-- DATA SECTION follows --
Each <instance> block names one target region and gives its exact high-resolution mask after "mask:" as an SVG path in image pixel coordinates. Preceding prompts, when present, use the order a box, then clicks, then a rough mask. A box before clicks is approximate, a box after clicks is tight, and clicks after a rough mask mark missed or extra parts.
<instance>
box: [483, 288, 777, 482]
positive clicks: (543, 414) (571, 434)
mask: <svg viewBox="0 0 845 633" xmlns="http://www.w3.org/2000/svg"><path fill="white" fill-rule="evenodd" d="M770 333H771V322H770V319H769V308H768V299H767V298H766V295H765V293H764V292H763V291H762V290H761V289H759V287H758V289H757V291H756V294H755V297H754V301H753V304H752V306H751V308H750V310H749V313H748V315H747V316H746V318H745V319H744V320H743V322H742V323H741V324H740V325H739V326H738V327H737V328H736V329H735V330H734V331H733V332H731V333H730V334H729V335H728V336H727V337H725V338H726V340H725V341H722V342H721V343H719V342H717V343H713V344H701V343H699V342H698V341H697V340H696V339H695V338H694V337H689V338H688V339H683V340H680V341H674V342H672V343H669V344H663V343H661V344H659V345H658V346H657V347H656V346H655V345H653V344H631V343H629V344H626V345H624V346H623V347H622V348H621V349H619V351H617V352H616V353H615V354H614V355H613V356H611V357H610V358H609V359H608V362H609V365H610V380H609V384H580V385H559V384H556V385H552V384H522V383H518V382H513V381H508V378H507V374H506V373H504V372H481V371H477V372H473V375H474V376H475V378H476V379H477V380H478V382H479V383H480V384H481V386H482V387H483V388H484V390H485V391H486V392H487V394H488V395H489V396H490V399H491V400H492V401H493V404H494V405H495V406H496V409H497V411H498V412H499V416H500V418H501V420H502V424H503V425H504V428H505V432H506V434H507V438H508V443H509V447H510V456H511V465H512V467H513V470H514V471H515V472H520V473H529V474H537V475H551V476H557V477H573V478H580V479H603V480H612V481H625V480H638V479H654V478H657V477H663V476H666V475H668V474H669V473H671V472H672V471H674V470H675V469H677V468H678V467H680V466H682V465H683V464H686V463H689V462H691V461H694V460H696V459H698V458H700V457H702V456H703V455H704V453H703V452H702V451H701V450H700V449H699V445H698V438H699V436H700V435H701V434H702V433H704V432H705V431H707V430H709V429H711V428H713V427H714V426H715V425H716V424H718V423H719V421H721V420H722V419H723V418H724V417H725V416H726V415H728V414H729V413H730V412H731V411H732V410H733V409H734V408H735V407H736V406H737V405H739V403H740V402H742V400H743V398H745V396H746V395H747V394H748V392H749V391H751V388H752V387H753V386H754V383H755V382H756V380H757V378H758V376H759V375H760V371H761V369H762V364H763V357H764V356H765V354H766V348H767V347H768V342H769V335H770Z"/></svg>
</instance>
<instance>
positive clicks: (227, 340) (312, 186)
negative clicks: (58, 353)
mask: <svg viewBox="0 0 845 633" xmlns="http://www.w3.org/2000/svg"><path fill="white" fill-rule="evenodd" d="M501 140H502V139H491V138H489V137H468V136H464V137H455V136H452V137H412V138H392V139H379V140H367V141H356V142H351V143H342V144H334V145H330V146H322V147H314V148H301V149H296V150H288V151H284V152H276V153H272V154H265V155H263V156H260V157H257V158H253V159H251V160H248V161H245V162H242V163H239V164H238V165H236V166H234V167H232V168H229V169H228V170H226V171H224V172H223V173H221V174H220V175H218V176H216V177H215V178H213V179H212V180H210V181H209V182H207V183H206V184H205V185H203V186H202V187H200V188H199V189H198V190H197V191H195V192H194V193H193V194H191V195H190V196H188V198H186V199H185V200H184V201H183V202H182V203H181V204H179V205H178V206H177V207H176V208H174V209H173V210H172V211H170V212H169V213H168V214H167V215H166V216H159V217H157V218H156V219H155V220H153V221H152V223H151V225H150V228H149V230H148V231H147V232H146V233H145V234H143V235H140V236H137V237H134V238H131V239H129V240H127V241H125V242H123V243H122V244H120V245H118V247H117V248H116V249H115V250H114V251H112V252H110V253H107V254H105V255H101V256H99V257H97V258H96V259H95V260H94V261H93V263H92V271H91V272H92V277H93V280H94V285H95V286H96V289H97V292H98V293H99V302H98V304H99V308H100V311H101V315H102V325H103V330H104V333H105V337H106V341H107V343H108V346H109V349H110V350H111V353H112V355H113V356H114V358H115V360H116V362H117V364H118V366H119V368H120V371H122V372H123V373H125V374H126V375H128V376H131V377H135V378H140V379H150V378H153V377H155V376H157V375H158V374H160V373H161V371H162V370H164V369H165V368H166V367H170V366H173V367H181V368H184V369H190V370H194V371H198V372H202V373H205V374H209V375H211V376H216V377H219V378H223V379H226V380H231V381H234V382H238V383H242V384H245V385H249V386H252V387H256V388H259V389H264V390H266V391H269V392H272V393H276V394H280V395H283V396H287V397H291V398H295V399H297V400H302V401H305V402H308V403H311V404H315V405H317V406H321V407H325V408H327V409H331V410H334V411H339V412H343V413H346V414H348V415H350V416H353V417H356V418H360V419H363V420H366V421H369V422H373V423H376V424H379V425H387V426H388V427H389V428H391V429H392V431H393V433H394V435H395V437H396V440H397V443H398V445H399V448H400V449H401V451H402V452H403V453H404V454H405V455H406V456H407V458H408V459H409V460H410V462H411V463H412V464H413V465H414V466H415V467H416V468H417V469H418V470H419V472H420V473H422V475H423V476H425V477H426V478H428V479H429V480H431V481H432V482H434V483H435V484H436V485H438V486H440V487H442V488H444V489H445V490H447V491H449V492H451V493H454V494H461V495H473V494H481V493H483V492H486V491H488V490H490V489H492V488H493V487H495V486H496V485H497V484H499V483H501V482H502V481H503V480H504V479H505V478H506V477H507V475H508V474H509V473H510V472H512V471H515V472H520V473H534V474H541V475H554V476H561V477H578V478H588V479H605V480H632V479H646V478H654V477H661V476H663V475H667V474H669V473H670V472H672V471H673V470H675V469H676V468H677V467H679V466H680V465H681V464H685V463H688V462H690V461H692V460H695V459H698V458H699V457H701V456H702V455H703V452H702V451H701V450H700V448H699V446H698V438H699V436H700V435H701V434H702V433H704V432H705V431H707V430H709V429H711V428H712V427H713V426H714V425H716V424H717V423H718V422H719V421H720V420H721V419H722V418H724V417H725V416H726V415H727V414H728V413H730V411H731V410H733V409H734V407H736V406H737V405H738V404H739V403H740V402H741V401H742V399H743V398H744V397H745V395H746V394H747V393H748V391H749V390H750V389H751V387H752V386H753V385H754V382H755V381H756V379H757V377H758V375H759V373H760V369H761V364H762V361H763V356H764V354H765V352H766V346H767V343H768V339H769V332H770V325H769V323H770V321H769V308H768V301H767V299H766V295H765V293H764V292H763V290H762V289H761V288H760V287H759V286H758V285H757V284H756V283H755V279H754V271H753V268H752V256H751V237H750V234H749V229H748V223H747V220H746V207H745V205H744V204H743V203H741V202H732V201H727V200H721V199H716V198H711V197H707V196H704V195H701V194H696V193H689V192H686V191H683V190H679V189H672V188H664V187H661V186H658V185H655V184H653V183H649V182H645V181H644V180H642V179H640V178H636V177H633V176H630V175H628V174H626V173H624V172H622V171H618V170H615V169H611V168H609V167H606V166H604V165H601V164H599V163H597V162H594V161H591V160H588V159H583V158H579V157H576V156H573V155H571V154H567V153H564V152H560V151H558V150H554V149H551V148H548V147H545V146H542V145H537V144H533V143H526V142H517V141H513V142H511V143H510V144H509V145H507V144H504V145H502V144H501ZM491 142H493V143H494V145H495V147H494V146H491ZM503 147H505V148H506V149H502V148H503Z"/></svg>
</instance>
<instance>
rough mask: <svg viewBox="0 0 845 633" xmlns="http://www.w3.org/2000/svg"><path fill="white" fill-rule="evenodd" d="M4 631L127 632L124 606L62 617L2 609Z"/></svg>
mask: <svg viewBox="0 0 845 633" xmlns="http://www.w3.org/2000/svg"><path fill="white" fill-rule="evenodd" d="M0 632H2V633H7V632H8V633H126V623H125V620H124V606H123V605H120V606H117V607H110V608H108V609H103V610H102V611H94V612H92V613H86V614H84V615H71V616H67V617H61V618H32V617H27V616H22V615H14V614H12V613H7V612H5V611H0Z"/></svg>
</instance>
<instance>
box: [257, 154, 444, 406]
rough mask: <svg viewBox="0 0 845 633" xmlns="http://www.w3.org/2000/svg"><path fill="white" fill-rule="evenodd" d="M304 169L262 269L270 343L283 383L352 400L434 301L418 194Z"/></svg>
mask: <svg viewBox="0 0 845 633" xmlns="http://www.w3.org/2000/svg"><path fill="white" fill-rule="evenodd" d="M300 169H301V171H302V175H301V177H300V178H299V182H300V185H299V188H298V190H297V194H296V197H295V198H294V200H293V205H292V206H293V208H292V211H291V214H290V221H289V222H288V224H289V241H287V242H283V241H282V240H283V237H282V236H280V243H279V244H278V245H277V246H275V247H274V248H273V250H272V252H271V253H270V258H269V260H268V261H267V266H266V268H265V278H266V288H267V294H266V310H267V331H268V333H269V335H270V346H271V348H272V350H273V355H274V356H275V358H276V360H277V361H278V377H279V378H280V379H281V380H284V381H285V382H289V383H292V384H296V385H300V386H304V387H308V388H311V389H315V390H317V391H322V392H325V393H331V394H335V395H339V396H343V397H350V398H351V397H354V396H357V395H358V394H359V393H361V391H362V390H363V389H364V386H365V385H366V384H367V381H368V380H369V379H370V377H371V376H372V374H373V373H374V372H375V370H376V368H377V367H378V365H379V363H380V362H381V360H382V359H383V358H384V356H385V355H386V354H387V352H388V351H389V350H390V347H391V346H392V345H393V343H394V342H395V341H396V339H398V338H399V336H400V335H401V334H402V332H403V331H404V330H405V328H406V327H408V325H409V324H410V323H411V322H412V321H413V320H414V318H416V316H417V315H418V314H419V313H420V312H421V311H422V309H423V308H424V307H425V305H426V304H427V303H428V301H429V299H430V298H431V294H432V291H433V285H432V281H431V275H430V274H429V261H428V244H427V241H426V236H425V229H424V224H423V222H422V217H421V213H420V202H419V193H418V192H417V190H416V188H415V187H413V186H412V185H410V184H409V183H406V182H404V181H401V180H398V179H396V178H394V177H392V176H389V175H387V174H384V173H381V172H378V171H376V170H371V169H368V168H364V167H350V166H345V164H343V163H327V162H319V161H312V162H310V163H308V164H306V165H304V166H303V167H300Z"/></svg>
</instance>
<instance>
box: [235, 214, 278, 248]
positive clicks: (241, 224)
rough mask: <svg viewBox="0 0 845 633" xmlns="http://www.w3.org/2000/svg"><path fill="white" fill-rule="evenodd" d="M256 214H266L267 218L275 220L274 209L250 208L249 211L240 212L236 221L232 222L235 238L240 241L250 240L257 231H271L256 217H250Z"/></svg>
-- DATA SECTION concluded --
## WHAT THE TASK REQUIRES:
Please output an exact copy of the lines above, from the opening line of the data down to the line that contains "box: [483, 288, 777, 482]".

## ANSWER SPACE:
Each <instance> block names one target region and gives its exact high-resolution mask after "mask:" as an SVG path in image pixel coordinates. Preceding prompts, when present, use the order a box, then clicks, then a rough mask. A box before clicks is approximate, a box after clicks is tight, and clicks after a rough mask mark missed or extra parts.
<instance>
box: [483, 288, 777, 482]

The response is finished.